• _REQUIRED WORK_
Return every record verbatim, omitting all pictures.

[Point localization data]
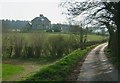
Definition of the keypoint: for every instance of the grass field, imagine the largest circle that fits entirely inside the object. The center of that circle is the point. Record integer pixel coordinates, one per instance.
(15, 69)
(90, 37)
(9, 70)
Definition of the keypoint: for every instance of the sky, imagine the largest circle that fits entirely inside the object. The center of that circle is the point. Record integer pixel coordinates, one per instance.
(29, 9)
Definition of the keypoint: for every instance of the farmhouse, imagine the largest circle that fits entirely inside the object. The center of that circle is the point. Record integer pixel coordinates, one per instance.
(41, 22)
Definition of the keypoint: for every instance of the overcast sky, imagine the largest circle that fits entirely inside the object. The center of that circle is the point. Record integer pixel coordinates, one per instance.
(29, 9)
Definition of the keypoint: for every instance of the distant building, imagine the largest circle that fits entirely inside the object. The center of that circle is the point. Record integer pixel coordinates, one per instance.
(41, 22)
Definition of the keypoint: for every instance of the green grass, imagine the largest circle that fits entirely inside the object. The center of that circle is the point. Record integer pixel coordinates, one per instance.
(59, 70)
(9, 70)
(28, 35)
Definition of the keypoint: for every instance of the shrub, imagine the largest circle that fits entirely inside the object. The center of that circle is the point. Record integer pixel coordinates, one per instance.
(60, 69)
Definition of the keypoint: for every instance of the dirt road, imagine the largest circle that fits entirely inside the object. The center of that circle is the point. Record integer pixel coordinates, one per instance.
(97, 67)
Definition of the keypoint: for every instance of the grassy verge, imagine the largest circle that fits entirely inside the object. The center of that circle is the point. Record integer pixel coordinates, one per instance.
(114, 59)
(59, 70)
(9, 69)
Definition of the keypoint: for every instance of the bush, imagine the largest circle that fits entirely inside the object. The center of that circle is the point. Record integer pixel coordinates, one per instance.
(39, 45)
(59, 70)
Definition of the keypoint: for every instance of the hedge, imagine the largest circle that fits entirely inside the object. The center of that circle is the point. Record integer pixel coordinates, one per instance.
(60, 69)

• _REPLY_
Definition of the keypoint: for every instance of the grass field, imagine the largest circle that fits entirely inside the object. The center of that circle is the point. Record integer pixel coordinates, one per instance.
(15, 69)
(90, 37)
(9, 70)
Definition of the keypoint: for every instance of the sky, imagine the largest circle that fits entirely inside the object. The center of that circle is the point. Record integer pixel coordinates, one per instance.
(29, 9)
Definition of the keypoint: for every instance of the farmhouse, imagine the largest circle that fits entirely inside the object. The center of that circle is the point. Record integer pixel coordinates, one per instance.
(41, 22)
Definition of the keypoint: for every instance of the overcast sky, imagine the largest circle that fits entirely inside the object. The center of that circle is the point. Record integer pixel coordinates, one per instance.
(29, 9)
Definition of the keypoint: for every instance of the distant building, imagine the largest circle that fits entirely inside the object. The center of that circle is the point. Record integer pixel coordinates, one per instance.
(41, 22)
Definition of the keypoint: for every instance of the green grass, imagine the largest circle that fits entirely inside the object. The center of that circle is the point. Record integer pixel coordinates, one per instance.
(59, 70)
(9, 70)
(28, 35)
Definition of the keypoint: for every instance of the shrub, imagine the largest circle that fits entirely inside the object. The center of that circle is the point. Record integer pixel coordinates, one per instance.
(60, 69)
Definition of the keypoint: for every instance of the dirt road, imagine the largest circle that fits entirely inside the object. The center of that circle is the point. Record integer pixel coordinates, one per instance.
(97, 67)
Definition of the keypoint: for every instance of the grassy verge, imagine the largest circle that fits entirely inside the object. The center of that circle is the point. Record integer pixel coordinates, one per instance.
(114, 59)
(59, 70)
(9, 69)
Definition of the keypoint: for every instance of the bush, imagine the largest circle that fits entirely inside the object. The center of that circle is the point. Record integer pixel coordinates, one per instance.
(39, 45)
(59, 70)
Definition of the keypoint: for every instance of the hedge, imagine the largest circle that fits entirely inside the object. The center of that circle is the point. Record integer pixel coordinates, one per instance.
(60, 69)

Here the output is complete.